(Part of a data file)
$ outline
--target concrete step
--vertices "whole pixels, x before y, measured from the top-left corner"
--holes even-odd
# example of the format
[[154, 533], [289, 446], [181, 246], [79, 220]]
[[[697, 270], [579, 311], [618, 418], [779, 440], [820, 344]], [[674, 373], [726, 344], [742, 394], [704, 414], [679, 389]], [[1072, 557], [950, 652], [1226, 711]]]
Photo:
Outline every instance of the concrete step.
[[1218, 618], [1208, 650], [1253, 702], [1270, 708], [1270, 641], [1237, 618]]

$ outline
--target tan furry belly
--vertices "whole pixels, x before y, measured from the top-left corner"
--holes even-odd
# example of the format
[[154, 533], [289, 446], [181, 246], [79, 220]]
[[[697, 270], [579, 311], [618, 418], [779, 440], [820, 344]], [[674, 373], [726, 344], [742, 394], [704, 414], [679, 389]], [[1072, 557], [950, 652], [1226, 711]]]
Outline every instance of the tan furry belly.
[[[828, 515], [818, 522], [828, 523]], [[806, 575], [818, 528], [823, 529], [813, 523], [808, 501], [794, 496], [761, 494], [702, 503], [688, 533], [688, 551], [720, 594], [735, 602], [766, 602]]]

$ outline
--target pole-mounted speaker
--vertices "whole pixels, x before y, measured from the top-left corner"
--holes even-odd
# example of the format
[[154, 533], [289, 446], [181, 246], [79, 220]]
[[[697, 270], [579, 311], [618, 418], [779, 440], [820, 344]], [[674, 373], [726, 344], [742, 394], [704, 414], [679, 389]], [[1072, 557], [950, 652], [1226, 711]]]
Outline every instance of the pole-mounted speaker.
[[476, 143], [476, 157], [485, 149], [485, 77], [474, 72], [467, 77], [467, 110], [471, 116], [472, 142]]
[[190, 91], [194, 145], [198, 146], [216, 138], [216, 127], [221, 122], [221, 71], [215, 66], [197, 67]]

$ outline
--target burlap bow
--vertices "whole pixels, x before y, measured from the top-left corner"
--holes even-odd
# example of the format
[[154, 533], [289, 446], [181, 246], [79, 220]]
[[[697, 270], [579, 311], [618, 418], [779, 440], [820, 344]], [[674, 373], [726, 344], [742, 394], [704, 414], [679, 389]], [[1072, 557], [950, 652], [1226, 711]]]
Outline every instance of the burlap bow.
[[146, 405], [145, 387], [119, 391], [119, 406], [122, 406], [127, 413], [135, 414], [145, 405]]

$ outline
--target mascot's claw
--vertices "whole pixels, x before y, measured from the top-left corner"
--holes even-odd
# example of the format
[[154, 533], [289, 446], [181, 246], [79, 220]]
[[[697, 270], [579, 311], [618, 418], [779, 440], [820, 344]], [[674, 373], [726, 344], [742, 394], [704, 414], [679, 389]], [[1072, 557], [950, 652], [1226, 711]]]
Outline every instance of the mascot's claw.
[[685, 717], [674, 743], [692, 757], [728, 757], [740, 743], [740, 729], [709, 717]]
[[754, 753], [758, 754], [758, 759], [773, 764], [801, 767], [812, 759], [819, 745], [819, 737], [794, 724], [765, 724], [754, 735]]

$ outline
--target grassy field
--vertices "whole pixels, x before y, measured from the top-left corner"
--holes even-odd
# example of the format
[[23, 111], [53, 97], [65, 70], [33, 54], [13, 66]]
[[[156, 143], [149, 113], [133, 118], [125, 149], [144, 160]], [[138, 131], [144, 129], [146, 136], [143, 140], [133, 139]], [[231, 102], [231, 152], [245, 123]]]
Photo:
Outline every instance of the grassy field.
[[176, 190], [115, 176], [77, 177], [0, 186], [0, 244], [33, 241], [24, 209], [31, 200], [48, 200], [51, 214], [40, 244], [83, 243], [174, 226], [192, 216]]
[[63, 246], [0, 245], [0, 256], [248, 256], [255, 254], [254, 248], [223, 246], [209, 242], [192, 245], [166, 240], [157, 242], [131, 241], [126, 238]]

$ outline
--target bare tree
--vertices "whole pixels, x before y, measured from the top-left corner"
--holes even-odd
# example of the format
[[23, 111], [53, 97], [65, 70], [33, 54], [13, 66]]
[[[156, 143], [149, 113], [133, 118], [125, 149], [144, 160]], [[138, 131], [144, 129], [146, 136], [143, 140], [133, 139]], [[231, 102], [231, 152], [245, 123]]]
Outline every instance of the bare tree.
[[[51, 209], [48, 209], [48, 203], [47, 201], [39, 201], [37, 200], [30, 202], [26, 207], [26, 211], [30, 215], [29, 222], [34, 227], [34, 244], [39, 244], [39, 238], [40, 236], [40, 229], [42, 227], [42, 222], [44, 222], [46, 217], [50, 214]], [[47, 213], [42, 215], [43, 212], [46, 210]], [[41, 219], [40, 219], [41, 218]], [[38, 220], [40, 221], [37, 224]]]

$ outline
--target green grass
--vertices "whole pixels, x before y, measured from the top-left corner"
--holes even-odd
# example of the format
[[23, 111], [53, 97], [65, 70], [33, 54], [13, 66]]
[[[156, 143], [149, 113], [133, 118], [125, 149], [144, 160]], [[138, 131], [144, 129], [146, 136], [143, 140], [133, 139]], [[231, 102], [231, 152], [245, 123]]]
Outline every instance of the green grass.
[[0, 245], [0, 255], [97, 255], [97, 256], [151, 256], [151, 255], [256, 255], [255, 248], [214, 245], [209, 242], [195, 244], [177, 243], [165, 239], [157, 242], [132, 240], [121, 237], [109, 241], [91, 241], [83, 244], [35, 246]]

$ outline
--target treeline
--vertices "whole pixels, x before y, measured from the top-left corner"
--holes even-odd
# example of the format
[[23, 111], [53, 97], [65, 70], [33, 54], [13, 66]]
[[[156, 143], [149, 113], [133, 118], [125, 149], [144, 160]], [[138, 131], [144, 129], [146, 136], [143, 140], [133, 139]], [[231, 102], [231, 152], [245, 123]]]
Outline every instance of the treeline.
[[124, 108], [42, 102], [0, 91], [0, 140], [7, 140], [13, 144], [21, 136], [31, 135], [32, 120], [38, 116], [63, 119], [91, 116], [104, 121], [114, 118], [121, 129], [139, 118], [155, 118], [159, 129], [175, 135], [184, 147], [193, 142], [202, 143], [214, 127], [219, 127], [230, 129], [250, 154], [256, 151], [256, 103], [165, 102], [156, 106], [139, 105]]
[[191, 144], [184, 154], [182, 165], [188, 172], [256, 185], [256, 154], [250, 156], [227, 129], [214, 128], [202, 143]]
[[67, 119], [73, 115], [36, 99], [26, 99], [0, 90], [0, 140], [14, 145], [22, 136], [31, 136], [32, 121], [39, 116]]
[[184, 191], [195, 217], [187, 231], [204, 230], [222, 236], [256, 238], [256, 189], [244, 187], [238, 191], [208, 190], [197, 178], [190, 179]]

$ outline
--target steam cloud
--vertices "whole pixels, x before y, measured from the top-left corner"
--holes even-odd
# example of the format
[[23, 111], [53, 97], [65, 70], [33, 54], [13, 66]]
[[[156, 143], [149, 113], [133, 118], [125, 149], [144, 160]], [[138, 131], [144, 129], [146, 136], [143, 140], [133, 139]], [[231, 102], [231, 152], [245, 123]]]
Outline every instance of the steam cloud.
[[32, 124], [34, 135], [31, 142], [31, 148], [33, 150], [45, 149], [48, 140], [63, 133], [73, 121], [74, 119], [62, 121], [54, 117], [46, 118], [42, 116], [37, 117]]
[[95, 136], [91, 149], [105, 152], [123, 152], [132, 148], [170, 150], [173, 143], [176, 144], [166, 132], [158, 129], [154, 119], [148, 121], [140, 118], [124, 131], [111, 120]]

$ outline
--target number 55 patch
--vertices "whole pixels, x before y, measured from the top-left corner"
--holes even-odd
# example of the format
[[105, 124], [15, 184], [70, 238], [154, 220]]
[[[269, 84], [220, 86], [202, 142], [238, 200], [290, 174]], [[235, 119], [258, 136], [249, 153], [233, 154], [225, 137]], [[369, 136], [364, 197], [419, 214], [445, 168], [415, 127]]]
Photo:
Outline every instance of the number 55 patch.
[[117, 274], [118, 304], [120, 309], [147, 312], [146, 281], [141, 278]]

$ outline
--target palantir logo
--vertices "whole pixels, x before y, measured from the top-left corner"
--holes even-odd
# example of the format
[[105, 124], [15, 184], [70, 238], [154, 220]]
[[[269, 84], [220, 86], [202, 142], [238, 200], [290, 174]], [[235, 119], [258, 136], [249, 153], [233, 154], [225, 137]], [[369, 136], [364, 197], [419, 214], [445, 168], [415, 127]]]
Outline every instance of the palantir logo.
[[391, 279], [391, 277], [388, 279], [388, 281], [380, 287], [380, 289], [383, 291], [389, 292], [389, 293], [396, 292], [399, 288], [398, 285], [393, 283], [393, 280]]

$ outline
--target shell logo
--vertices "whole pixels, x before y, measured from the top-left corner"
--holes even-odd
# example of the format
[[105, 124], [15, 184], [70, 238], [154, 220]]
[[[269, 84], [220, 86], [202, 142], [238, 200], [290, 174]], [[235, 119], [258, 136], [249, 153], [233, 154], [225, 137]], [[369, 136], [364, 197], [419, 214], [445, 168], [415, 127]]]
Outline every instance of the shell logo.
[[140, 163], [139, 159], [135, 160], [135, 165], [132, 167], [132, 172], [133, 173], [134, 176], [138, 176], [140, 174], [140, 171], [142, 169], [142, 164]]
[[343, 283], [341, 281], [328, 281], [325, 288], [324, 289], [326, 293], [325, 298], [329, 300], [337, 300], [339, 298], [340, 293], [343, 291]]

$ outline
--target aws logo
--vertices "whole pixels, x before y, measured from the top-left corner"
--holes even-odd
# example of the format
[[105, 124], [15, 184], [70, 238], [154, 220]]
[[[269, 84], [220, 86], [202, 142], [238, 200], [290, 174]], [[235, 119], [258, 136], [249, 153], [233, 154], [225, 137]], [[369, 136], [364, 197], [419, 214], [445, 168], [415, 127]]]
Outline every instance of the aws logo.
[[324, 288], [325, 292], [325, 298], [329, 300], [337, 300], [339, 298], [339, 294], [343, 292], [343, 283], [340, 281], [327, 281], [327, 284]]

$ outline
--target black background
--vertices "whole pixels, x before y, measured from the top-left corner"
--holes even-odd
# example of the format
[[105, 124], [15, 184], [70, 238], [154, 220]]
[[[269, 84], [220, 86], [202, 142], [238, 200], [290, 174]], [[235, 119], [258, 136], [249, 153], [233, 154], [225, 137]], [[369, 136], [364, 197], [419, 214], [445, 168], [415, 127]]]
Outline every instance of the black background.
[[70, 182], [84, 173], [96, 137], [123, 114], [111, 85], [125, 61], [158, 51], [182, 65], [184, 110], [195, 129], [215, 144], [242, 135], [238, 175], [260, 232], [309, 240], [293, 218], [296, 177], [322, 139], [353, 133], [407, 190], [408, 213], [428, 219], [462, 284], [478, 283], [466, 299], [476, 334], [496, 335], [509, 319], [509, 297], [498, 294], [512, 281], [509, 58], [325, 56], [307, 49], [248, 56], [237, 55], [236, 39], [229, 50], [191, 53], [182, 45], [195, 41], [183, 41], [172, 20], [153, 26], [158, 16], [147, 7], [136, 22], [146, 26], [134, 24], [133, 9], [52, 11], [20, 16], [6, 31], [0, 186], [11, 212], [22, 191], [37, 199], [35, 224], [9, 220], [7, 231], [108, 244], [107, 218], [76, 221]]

WHAT THE TASK ASKS
Return, word for word, every line from the start of the rows through the line containing "Outline every instance of the concrete step.", both ends included.

FULL SOLUTION
$ outline
--target concrete step
--vertices "whole pixels, x before y, measured from the top-left corner"
--holes even-odd
# example of the format
[[154, 533], [289, 446], [181, 246], [79, 220]]
[[[697, 270], [579, 311], [618, 418], [779, 440], [820, 344]], [[674, 373], [726, 344], [742, 394], [704, 414], [679, 389]], [[1072, 557], [950, 652], [1226, 711]]]
Photo:
Outline every instance of the concrete step.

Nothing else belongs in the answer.